[Dataset items]
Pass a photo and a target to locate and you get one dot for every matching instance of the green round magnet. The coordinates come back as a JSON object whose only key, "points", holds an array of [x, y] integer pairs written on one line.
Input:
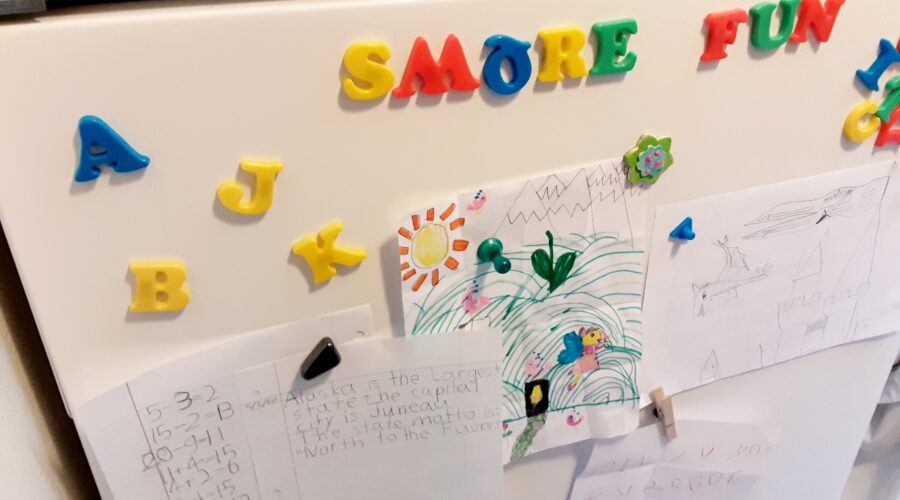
{"points": [[491, 250]]}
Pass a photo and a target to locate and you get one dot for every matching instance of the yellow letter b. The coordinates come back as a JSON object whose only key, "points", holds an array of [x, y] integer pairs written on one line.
{"points": [[159, 286]]}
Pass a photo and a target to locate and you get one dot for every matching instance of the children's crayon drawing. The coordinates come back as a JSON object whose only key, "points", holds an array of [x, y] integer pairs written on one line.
{"points": [[569, 305], [774, 273]]}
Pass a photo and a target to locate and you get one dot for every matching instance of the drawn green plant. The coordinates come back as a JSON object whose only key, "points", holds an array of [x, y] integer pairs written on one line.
{"points": [[543, 265]]}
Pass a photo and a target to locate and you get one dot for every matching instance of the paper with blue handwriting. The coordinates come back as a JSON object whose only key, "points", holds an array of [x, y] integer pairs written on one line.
{"points": [[569, 306], [707, 461], [775, 272], [176, 433], [411, 418]]}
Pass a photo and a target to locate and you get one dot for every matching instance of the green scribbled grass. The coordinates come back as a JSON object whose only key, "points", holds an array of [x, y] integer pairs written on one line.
{"points": [[603, 290]]}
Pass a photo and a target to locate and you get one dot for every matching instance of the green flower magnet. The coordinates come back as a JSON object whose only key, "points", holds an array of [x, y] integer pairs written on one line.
{"points": [[649, 159]]}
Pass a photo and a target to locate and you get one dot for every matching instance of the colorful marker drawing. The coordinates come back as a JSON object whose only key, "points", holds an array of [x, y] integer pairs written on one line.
{"points": [[592, 220], [429, 245]]}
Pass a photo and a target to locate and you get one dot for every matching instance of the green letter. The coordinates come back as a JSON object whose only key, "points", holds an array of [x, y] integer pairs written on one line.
{"points": [[761, 31], [612, 47]]}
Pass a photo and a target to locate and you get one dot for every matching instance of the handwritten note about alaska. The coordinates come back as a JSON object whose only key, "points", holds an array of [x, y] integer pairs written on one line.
{"points": [[708, 460], [409, 418]]}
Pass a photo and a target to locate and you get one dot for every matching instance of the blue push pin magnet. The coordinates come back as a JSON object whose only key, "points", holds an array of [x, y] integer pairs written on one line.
{"points": [[684, 231], [491, 250]]}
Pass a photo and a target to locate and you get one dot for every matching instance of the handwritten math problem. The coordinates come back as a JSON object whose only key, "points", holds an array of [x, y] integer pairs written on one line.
{"points": [[197, 446], [178, 432]]}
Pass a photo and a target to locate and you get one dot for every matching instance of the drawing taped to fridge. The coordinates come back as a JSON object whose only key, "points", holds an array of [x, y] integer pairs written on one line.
{"points": [[774, 273], [568, 304]]}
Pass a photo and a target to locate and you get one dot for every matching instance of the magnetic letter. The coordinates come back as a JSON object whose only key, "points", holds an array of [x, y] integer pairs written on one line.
{"points": [[721, 30], [857, 131], [101, 145], [891, 99], [321, 252], [231, 193], [159, 286], [887, 55], [359, 62], [814, 16], [562, 47], [421, 63], [761, 29], [612, 47], [516, 51], [888, 134]]}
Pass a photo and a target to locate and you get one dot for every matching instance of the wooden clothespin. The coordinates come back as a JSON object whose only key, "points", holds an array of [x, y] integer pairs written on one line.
{"points": [[664, 411]]}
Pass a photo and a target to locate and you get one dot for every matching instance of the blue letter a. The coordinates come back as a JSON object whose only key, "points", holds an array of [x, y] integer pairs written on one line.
{"points": [[101, 145]]}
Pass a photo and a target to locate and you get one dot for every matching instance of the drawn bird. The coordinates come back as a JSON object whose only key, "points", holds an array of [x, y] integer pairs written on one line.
{"points": [[478, 203], [473, 302], [535, 366], [581, 349], [537, 395], [574, 418]]}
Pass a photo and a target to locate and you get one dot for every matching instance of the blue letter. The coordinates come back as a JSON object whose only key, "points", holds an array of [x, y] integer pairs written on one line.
{"points": [[101, 145], [507, 47], [887, 55]]}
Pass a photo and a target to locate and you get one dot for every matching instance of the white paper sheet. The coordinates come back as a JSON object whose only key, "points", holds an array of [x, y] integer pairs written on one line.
{"points": [[775, 272], [410, 418], [591, 213], [708, 460], [175, 433]]}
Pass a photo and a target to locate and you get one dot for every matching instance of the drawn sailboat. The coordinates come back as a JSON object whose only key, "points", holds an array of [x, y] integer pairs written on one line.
{"points": [[734, 275]]}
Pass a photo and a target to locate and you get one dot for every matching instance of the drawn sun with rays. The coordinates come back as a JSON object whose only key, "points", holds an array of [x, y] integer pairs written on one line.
{"points": [[430, 246]]}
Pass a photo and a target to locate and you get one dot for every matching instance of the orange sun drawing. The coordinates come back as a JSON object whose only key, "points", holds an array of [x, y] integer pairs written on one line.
{"points": [[429, 245]]}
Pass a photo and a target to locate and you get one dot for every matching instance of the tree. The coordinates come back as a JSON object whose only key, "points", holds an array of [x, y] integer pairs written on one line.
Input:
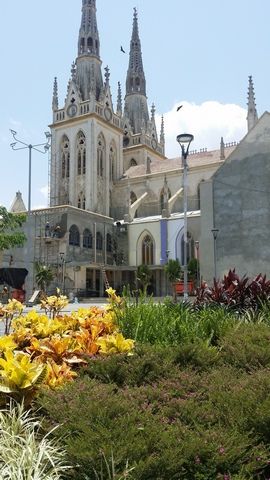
{"points": [[144, 276], [173, 270], [44, 276], [10, 233]]}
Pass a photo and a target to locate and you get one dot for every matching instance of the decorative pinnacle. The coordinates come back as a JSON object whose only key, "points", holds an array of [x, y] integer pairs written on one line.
{"points": [[119, 100], [162, 131], [107, 76], [153, 111], [73, 71], [55, 94]]}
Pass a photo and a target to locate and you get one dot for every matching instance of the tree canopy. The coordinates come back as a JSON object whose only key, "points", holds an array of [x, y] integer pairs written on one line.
{"points": [[10, 233]]}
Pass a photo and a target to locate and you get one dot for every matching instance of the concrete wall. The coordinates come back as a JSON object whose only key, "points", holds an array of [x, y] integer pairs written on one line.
{"points": [[241, 208]]}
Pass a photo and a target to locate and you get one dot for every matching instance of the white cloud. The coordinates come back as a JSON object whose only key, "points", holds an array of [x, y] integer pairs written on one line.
{"points": [[208, 122], [44, 190]]}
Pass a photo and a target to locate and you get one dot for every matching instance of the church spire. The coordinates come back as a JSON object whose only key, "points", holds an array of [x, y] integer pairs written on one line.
{"points": [[252, 116], [88, 63], [55, 95], [135, 77], [136, 107], [88, 43], [119, 100]]}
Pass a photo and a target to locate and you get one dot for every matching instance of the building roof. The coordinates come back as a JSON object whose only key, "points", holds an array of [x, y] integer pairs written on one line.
{"points": [[195, 159]]}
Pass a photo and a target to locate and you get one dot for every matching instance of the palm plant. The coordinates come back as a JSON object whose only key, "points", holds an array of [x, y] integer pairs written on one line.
{"points": [[24, 451], [144, 277], [173, 270], [44, 276]]}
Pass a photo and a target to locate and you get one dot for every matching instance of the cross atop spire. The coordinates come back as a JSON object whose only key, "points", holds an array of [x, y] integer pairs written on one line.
{"points": [[252, 115], [135, 77], [88, 43]]}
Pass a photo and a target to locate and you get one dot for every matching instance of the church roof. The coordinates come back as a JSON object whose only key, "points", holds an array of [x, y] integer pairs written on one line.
{"points": [[195, 159]]}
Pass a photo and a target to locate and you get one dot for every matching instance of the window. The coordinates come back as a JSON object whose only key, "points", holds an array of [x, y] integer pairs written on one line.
{"points": [[133, 162], [147, 251], [87, 239], [109, 242], [190, 248], [74, 236], [99, 241], [100, 155], [112, 162], [165, 195], [81, 153], [65, 156]]}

Problem details. Write out every line above exactly as it is, leaving out the pictures.

Written answer.
Pass a photo and a target to locate and you get one dot for every matching instance of the green round magnet. The coordinates come back as a JSON object whose only key, "points", holds an array of [x, y] integer pairs written on one line.
Input:
{"points": [[491, 250]]}
Pass a photo and a target to locate and you get one dot for every matching instance of the yellow letter b. The coordinates come back as a JSON object whose only key, "points", holds an array of [x, y] integer pairs written on one line.
{"points": [[159, 286]]}
Pass a photo and a target to locate and you get one dot for every matching instance of the children's crayon drawing. The coordinates come back as a JSON object whose only key, "points", holds an array of [x, y] integer pairs written on one line.
{"points": [[569, 305], [774, 273]]}
Pass a photo and a target to locate and you get one dot for every matching instance of the drawn green plant. The coordinates come back as a JSON object whose only key, "points", holds an array of [x, y] integer pairs written on one line.
{"points": [[543, 265]]}
Pass a photo and a target to locate and you get one dot for every matching instance of the paper with blue handwriting. The coordinates come back as a JSON object whose only key, "points", holds an array of [x, y] integer pairs written on one line.
{"points": [[569, 306], [707, 461], [775, 272], [176, 433], [411, 418]]}
Pass a photo and a target to locate and you get one dot for every matching instance of the green scribbled grass. The coordinates come back as a JSON object whose only key, "points", holds an array of [x, y] integer pairs written on one line.
{"points": [[603, 290]]}
Pass a photo and a target to locate and you get one dot for every matching instance of the green flower magnet. The coordinates come back as a JSON object whose only key, "points", holds an array of [x, y] integer pairs written on one line.
{"points": [[649, 159]]}
Pass a photo and a target to locate and you get one dot for every matching instance of the colorful marker drawing. The coordinates come back as a JSON object whose only key, "points", holds an array of [x, y] integer pairs written on one line.
{"points": [[592, 220], [429, 245]]}
Pass a photo and a target to locate and you get one dot for every matching instance of the green letter. The coordinates come back as a JSON object whose only key, "points", holds an array of [x, y] integer pairs written on one line.
{"points": [[761, 31], [612, 47]]}
Pass a photo and a target to locate and you get one dot for every matching instance of the handwritten note about alaska. The coordinates come back as a JSON object whose only key, "points", holds an array of [x, y] integer pairs written on one line.
{"points": [[708, 460], [409, 418]]}
Pass a photo and a target to locate and you get one dot for every matching instance of the blue push pin magnet. The coordinates come back as a JSON object whose only key, "points", holds an array of [x, y] integer pairs written on one line.
{"points": [[684, 231], [491, 250]]}
Pass a photo and a target to locate and you get one dot for every matching instance of the handwritten math problem. The coordinates come back as a JSON object whose only key, "points", holds an array of [x, y] integer pairs written on one line.
{"points": [[197, 446], [178, 432]]}
Pass a photo and a target to locate and you get one dot for every matching instance of the drawing taped to fridge. The coordinates come back as a JSON object whose only key, "points", holds an array of [x, y] integer pairs written on one line.
{"points": [[774, 273], [568, 304]]}
Pass a photo and a target to locate and you get one dot for every matching instance of the magnetic letter. The coordinates come back as a JSON object whose only key, "points", holds an array of [x, y] integer pairs written on one line.
{"points": [[721, 30], [857, 131], [101, 145], [891, 99], [321, 252], [231, 193], [159, 286], [887, 55], [359, 62], [814, 16], [562, 47], [421, 63], [761, 29], [612, 47], [516, 51], [888, 134]]}
Pass a photo and a target to locate and you get one dot for every matching instance of the wooden clothespin. The coordinates come back as a JSON object whose only key, "points", holds an array of [x, y] integer pairs written on one line.
{"points": [[664, 411]]}
Pass a photo and a target to locate and you get one dot for every matching instance of the blue letter a. The coordinates come back as a JSON object whose only key, "points", holds an array of [x, y] integer pairs written on one line.
{"points": [[101, 145]]}
Pass a photo and a target to locate and you get one dot for every matching instance of the drawn bird. The coordinates come back as a JSON object whose only key, "points", holds an array of [x, y] integer pairs written on one line.
{"points": [[478, 203], [473, 302], [535, 366], [581, 349], [537, 395], [574, 418]]}
Pass a photo and a target to locate and you get one dot for every matching instance of the blue letter. The coordinates come back as a JSON object whose only key, "points", holds an array of [x, y] integer pairs written on one line.
{"points": [[101, 145], [507, 47], [887, 55]]}
Pass a photo and a target to locate and you get one dot for every matching instance of the white paper sheet. The coordinates come back as a JSON object whose only key, "points", holds an array of [x, y] integer pairs written on one line.
{"points": [[775, 272], [410, 418], [591, 213], [708, 460], [175, 433]]}
Pass a photo and a target to locate and you get one dot for every matching instance of the drawn sailboat. The coordinates come back as a JSON object whose only key, "points", holds an array of [x, y] integer pairs written on one line.
{"points": [[734, 275]]}
Pass a photo and a target to locate and you get one dot for every matching instance of the drawn sun with rays. The coordinates come back as a JSON object whose only key, "points", holds an array of [x, y] integer pairs written on one line.
{"points": [[430, 246]]}
Pass a photo and a target to locate and you get one dot for every matching instance of the orange sun drawing. The coordinates come back as a JSON object whose only key, "points", holds an array of [x, y] integer pairs written on one line.
{"points": [[429, 245]]}
Pass a photo and a target to locate and you get one dot for every matching instance of the tree. The coordinates come back as a JSON object whose only key, "points", holds an array of [x, y] integer pairs written on one line.
Input:
{"points": [[144, 276], [173, 270], [44, 276], [10, 233]]}
Pass a photo and a target to locate and you get one dot for every matching instance of the decorative pinnacle. The coordinates come back as a JSON object whose only key, "points", holds an array of [x, y] integer pairs written on one line.
{"points": [[119, 100], [162, 131], [107, 76], [153, 111], [73, 71], [55, 94]]}
Pass a photo and a target to locate and you get one dot for every matching instance of the tree canopy. The coordinates come back as a JSON object whose only key, "points", holds an array of [x, y] integer pairs written on one line.
{"points": [[10, 233]]}
Pass a photo and a target to locate and you get one dot for every matching instance of the concrete wall. The coordinates come back as a JSON object whose only key, "points", holds an array of [x, y] integer pairs written on one line.
{"points": [[241, 208]]}
Pass a photo and a target to locate and you get one dot for every matching instance of the white cloud. The coordinates come back as a JSON object whose only key, "points", holds an array of [x, y] integer pairs written on one line.
{"points": [[208, 122], [44, 190]]}
Pass a photo and a target to locate and you get one dot for every matching instance of the church spire. The coordinates come back as a JSON object whose only key, "points", holds an array of [x, y] integer pairs written on one line.
{"points": [[252, 116], [88, 63], [55, 95], [135, 77], [136, 107], [88, 43], [119, 100]]}
Pass a photo and a target to locate and you get one dot for every matching instance of the building roof. The coordinates come back as a JSON object whose only key, "points", holds an array of [x, y] integer pairs written on one line.
{"points": [[195, 159]]}
Pass a photo and a target to locate and you get one dot for every matching instance of the palm plant. The coordinates come back as a JSON object whose only key, "points", holds an array of [x, y] integer pairs written on one line.
{"points": [[24, 451], [144, 277], [173, 270], [44, 276]]}
Pass a photo and a target to locate and you get one dot for every matching instance of the cross atop spire. The coordinates come back as a JSON object whose only key, "points", holds an array of [x, y] integer pairs written on one line.
{"points": [[252, 115], [135, 77], [88, 43]]}
Pass a photo and a target to locate and you get one dot for every matching instance of the church roof. The coordinates come back as a JSON object whose only key, "points", holds an array of [x, y] integer pairs written on one line.
{"points": [[195, 159]]}
Pass a photo and a target to locate and you get one dot for every matching instance of the window. The coordinates come back as a JSON object whose only key, "points", holds an array of [x, y] integer pairs written on one line.
{"points": [[133, 162], [147, 251], [87, 239], [109, 242], [190, 248], [74, 236], [99, 241], [100, 155], [112, 162], [165, 195], [81, 153], [65, 156]]}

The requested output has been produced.